◆ **Exercise description**
Copy all of the items below, swapping every "Put a dot on" for "Mark" and changing nothing else. Leave the pictures out of your copy.

◆ **Rows**
** Start **

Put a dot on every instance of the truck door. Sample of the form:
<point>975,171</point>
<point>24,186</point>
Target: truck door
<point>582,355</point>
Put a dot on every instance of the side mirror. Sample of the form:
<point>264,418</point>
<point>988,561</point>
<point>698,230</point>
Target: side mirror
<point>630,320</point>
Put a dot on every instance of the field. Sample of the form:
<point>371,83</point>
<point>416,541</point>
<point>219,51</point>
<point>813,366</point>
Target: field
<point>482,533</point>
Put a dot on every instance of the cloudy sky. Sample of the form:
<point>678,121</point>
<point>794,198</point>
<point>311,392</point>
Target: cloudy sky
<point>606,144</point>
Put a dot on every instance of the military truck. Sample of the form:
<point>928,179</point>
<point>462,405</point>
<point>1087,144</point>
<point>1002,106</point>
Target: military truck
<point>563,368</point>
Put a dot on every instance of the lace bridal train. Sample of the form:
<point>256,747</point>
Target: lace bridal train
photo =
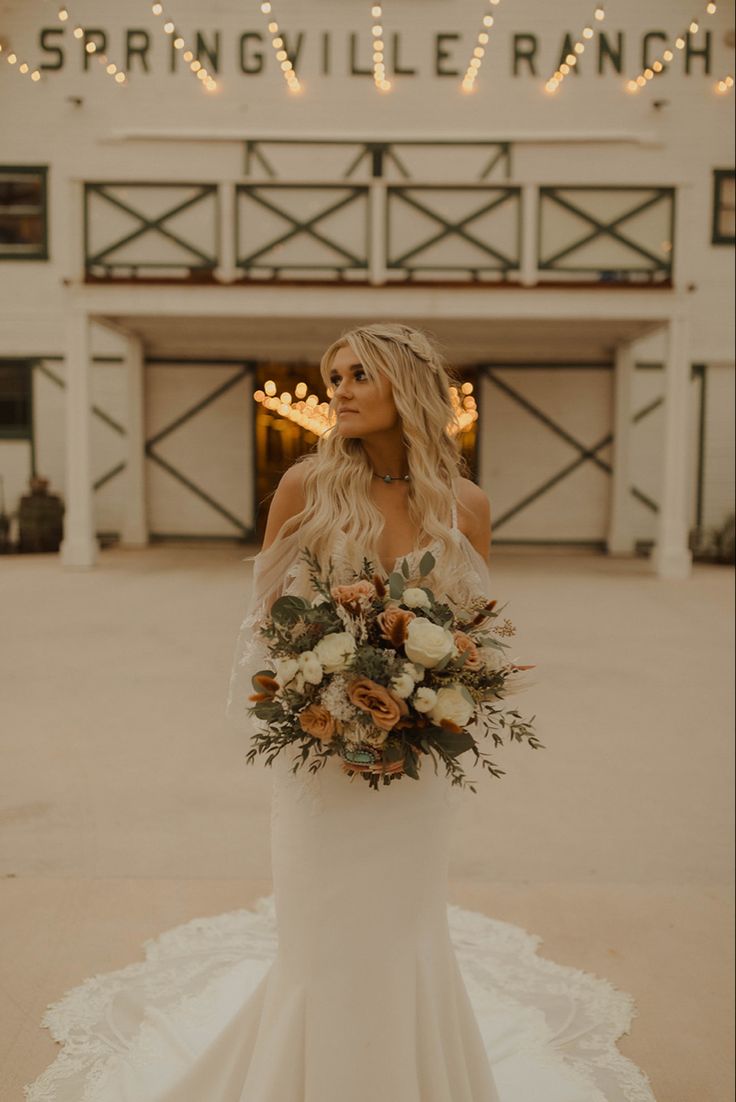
<point>354,982</point>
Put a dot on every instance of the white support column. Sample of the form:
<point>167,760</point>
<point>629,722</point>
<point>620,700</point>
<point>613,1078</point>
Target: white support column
<point>671,557</point>
<point>79,546</point>
<point>620,533</point>
<point>134,531</point>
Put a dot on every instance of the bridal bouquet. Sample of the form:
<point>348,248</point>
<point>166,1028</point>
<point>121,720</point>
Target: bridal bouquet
<point>382,676</point>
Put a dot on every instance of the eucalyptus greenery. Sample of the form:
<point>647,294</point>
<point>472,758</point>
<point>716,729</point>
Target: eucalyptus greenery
<point>296,625</point>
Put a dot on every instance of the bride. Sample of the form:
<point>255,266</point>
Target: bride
<point>355,981</point>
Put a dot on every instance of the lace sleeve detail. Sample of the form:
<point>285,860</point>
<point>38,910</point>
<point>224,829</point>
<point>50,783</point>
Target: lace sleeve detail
<point>274,572</point>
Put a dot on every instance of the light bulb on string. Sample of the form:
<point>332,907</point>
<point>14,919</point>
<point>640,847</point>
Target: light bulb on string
<point>657,67</point>
<point>578,47</point>
<point>478,51</point>
<point>380,79</point>
<point>195,65</point>
<point>285,63</point>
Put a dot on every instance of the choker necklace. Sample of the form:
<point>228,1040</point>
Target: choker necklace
<point>389,478</point>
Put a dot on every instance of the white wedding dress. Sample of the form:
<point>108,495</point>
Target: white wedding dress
<point>355,981</point>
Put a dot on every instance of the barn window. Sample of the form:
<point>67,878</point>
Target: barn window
<point>724,229</point>
<point>14,399</point>
<point>23,216</point>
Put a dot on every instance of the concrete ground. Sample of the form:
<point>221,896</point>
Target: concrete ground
<point>127,806</point>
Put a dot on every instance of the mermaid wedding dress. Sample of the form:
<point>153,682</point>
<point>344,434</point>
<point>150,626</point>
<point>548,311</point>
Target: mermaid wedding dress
<point>355,981</point>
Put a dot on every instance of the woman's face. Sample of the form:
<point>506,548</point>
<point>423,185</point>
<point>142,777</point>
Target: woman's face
<point>361,407</point>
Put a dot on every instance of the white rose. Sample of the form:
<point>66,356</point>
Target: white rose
<point>402,685</point>
<point>426,643</point>
<point>285,669</point>
<point>415,672</point>
<point>311,667</point>
<point>335,650</point>
<point>494,659</point>
<point>414,597</point>
<point>424,699</point>
<point>451,704</point>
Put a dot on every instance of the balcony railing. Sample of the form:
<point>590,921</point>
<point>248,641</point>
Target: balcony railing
<point>378,231</point>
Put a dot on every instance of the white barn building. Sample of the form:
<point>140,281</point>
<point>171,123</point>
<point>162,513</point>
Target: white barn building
<point>182,218</point>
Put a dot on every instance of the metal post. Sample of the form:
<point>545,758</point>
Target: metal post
<point>79,546</point>
<point>620,535</point>
<point>671,558</point>
<point>134,531</point>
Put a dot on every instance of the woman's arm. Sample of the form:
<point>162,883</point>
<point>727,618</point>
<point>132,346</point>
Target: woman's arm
<point>288,500</point>
<point>474,517</point>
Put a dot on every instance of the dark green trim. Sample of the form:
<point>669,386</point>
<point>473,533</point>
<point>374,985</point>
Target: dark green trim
<point>718,176</point>
<point>378,153</point>
<point>42,172</point>
<point>252,192</point>
<point>248,537</point>
<point>104,258</point>
<point>597,544</point>
<point>656,266</point>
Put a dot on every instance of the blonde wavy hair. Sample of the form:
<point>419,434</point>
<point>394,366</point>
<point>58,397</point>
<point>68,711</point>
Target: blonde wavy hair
<point>338,507</point>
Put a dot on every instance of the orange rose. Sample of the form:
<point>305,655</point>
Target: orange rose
<point>466,646</point>
<point>393,624</point>
<point>383,708</point>
<point>317,722</point>
<point>355,593</point>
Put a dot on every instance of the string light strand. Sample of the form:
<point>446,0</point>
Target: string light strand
<point>478,50</point>
<point>280,50</point>
<point>20,66</point>
<point>639,82</point>
<point>187,54</point>
<point>380,79</point>
<point>90,47</point>
<point>571,58</point>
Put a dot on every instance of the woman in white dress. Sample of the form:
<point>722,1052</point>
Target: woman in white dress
<point>355,982</point>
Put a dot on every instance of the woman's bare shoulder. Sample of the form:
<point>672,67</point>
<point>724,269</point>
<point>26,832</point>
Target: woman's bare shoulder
<point>288,500</point>
<point>471,496</point>
<point>474,515</point>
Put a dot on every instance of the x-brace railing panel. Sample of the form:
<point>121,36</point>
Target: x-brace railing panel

** End **

◆ **Task output**
Mark every instance of the truck door. Sample of the form:
<point>975,171</point>
<point>24,186</point>
Target: truck door
<point>582,355</point>
Mark every instance of the side mirror. Sample of the form:
<point>264,418</point>
<point>988,561</point>
<point>698,230</point>
Target: side mirror
<point>630,320</point>
Mark every instance of the field. Sample of the form:
<point>371,83</point>
<point>416,541</point>
<point>219,51</point>
<point>813,366</point>
Target: field
<point>482,533</point>
Mark every instance of the cloudy sky. Sample of the form:
<point>678,121</point>
<point>794,198</point>
<point>311,392</point>
Target: cloudy sky
<point>606,144</point>
Mark every instance of the military truck. Sample of the form:
<point>928,179</point>
<point>462,405</point>
<point>1087,144</point>
<point>1002,106</point>
Target: military truck
<point>563,368</point>
Mark every instance of the lace bridal train. Sample of the form:
<point>256,747</point>
Target: lace bridal train
photo =
<point>354,982</point>
Mark every instance of the white support column. Sample of the form:
<point>167,760</point>
<point>629,722</point>
<point>620,700</point>
<point>613,1078</point>
Target: white support column
<point>671,557</point>
<point>79,546</point>
<point>620,533</point>
<point>134,531</point>
Mark every instance of the bridal bouquet. Sample of the form:
<point>348,248</point>
<point>166,1028</point>
<point>121,720</point>
Target: bridal bouquet
<point>382,676</point>
Mark every instance of the eucalyptus greenery. Sample of the form:
<point>647,294</point>
<point>472,758</point>
<point>716,729</point>
Target: eucalyptus greenery
<point>296,625</point>
Mark every instance of the bride. Sample of the form:
<point>255,266</point>
Target: bride
<point>355,981</point>
Mark every instance of the lace sleeve detail. Sample of the form:
<point>285,860</point>
<point>38,910</point>
<point>224,829</point>
<point>50,783</point>
Target: lace sleeve detail
<point>274,572</point>
Mark every instance of the light bulb on string. Sample of the form:
<point>332,907</point>
<point>14,919</point>
<point>640,847</point>
Target: light bulb on string
<point>657,67</point>
<point>578,47</point>
<point>478,51</point>
<point>380,79</point>
<point>195,65</point>
<point>285,63</point>
Mark every instance of the choker necklace. Sample of the form:
<point>228,1040</point>
Target: choker necklace
<point>389,478</point>
Mark every instance of the white wedding dress. Sample of the form:
<point>108,495</point>
Target: white wedding dress
<point>355,981</point>
Mark every instance of the barn window. Sample of the form:
<point>67,878</point>
Target: barn window
<point>724,229</point>
<point>14,399</point>
<point>23,216</point>
Mark every instance of the concrete ground. Sample of the form:
<point>221,896</point>
Target: concrete ground
<point>127,806</point>
Mark every instance of the mermaid wedding dress. Sample of the form:
<point>153,682</point>
<point>344,434</point>
<point>150,626</point>
<point>548,311</point>
Target: mermaid wedding dress
<point>355,981</point>
Mark every instance of the woman's face. Sample of the form:
<point>506,548</point>
<point>423,185</point>
<point>142,777</point>
Target: woman's face
<point>361,407</point>
Mark every instance of the white rose. Sample of the form:
<point>66,356</point>
Target: white rose
<point>402,685</point>
<point>426,643</point>
<point>285,669</point>
<point>415,672</point>
<point>311,667</point>
<point>335,650</point>
<point>494,659</point>
<point>414,597</point>
<point>424,699</point>
<point>451,704</point>
Mark every instance of the balcony railing. Sample of the form:
<point>590,921</point>
<point>248,641</point>
Target: balcony railing
<point>378,231</point>
Mark every instance of the white barn building. Sample of the form:
<point>140,281</point>
<point>171,123</point>
<point>162,513</point>
Target: white barn building
<point>182,218</point>
Mark every instance of the metal post. Sample of the form:
<point>545,758</point>
Target: metal post
<point>79,546</point>
<point>620,535</point>
<point>671,558</point>
<point>134,531</point>
Mark every instance of the woman's arm. Sample of the form:
<point>162,883</point>
<point>727,618</point>
<point>132,346</point>
Target: woman's arm
<point>288,500</point>
<point>474,517</point>
Mark every instance of the dark green trim. Sample of the form:
<point>669,386</point>
<point>473,533</point>
<point>374,985</point>
Target: dark green trim
<point>718,176</point>
<point>378,153</point>
<point>42,172</point>
<point>252,192</point>
<point>248,537</point>
<point>104,258</point>
<point>597,544</point>
<point>656,266</point>
Mark every instance of the blonde wavy hair. Sample of the form:
<point>419,434</point>
<point>394,366</point>
<point>58,397</point>
<point>68,711</point>
Target: blonde wavy hair
<point>338,507</point>
Mark every instance of the orange rose. Sample of the form:
<point>305,655</point>
Target: orange rose
<point>466,646</point>
<point>393,624</point>
<point>383,708</point>
<point>317,722</point>
<point>355,593</point>
Mark every instance of the string light strand. Sample of the form:
<point>446,0</point>
Target: string light strand
<point>478,50</point>
<point>280,50</point>
<point>20,66</point>
<point>639,82</point>
<point>187,54</point>
<point>380,79</point>
<point>90,47</point>
<point>571,58</point>
Mark every instance of the woman in white dress. Sample of the form:
<point>722,1052</point>
Target: woman in white dress
<point>355,982</point>
Mark every instance of the woman's bare shoulder. Sample of the form:
<point>672,67</point>
<point>724,269</point>
<point>26,832</point>
Target: woman's bare shoulder
<point>288,500</point>
<point>471,496</point>
<point>474,515</point>
Mark every instance of the x-brace railing panel. Sample of the form:
<point>121,36</point>
Target: x-brace railing panel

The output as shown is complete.